ConsistencyTrack: A Robust Multi-Object Tracker with a Generation Strategy of Consistency Model
Lifan Jiang, Zhihui Wang, Siqi Yin, Guangxiao Ma, Peng Zhang, Boxi Wu
TL;DR
ConsistencyTrack reframes MOT as a generative denoising process guided by a Consistency Model, enabling fast joint detection and tracking across two frames. It employs a two-frame YOLOX backbone plus a diffusion head with Spatial-Temporal Fusion and an association-score head to perform one-step denoising for detection and matching. The method achieves strong results on MOT17 and DanceTrack, delivering competitive accuracy with significantly improved inference speed relative to DiffusionTrack, and supports flexible speed-accuracy trade-offs via adjustable sampling. This work demonstrates the practical viability of applying Consistency Model principles to MOT and suggests future work to boost precision and extend the approach to other tracking architectures.

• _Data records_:
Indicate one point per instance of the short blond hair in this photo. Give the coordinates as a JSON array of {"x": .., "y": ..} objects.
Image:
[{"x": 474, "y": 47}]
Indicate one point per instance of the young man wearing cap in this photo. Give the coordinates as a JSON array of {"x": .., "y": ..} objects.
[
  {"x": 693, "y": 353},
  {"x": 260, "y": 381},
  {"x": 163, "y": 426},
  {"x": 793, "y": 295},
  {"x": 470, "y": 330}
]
--
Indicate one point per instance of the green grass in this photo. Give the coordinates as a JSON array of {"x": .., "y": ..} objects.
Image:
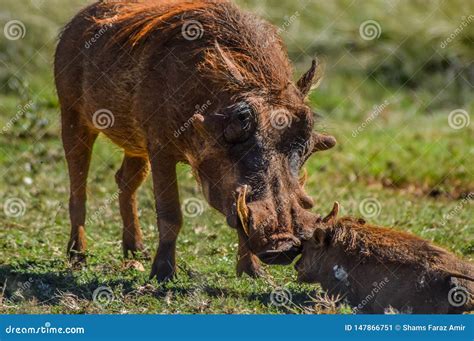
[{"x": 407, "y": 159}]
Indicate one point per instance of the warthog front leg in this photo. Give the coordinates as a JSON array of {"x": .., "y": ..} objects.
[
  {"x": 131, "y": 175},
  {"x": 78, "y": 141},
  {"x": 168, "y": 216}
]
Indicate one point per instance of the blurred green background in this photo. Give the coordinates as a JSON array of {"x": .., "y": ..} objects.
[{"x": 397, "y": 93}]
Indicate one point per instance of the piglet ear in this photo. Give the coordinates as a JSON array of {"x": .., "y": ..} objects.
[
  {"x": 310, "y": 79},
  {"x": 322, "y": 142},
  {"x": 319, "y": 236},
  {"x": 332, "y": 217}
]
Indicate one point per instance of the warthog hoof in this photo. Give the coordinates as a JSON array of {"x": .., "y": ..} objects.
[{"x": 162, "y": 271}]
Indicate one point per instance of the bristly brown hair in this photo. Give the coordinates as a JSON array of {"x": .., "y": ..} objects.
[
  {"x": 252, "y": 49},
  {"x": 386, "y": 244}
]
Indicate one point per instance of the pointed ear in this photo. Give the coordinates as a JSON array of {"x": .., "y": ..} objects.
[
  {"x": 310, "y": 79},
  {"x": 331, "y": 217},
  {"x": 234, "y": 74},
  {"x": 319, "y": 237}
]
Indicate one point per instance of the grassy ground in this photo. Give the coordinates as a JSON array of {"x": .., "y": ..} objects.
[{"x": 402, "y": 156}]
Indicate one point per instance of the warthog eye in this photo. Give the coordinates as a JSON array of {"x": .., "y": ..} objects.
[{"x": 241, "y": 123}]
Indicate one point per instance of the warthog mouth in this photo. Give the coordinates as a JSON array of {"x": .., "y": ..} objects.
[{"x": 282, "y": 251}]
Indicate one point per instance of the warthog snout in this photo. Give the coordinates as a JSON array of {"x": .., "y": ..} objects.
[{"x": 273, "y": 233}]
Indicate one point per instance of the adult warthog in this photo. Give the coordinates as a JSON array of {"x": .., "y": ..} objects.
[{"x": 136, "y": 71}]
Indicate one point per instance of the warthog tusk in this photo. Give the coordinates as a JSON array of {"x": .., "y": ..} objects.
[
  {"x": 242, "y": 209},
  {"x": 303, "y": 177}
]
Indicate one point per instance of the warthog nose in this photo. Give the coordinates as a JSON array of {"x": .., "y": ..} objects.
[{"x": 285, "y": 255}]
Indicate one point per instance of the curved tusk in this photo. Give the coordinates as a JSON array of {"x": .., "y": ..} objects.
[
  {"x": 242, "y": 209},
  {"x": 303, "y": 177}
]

• _EXERCISE TASKS_:
1. In the ConsistencyTrack summary, which two datasets does the method achieve strong results on?
2. Please carry the ConsistencyTrack summary further from its final sentence.

• _EXERCISE RESPONSES_:
1. MOT17 and DanceTrack.

2.
Abstract
Multi-object tracking (MOT) is a critical technology in computer vision, designed to detect multiple targets in video sequences and assign each target a unique ID per frame. Existed MOT methods excel at accurately tracking multiple objects in real-time across various scenarios. However, these methods still face challenges such as poor noise resistance and frequent ID switches. In this research, we propose a novel ConsistencyTrack, joint detection and tracking(JDT) framework that formulates detection and association as a denoising diffusion process on perturbed bounding boxes. This progressive denoising strategy significantly improves the model's noise resistance. During the training phase, paired object boxes within two adjacent frames are diffused from ground-truth boxes to a random distribution, and then the model learns to detect and track by reversing this process. In inference, the model refines randomly generated boxes into detection and tracking results through minimal denoising steps. ConsistencyTrack also introduces an innovative target association strategy to address target occlusion. Experiments on the MOT17 and DanceTrack datasets demonstrate that ConsistencyTrack outperforms other compared methods, especially better than DiffusionTrack in inference speed and other performance metrics. Our code is available at https://github.com/Tankowa/ConsistencyTrack.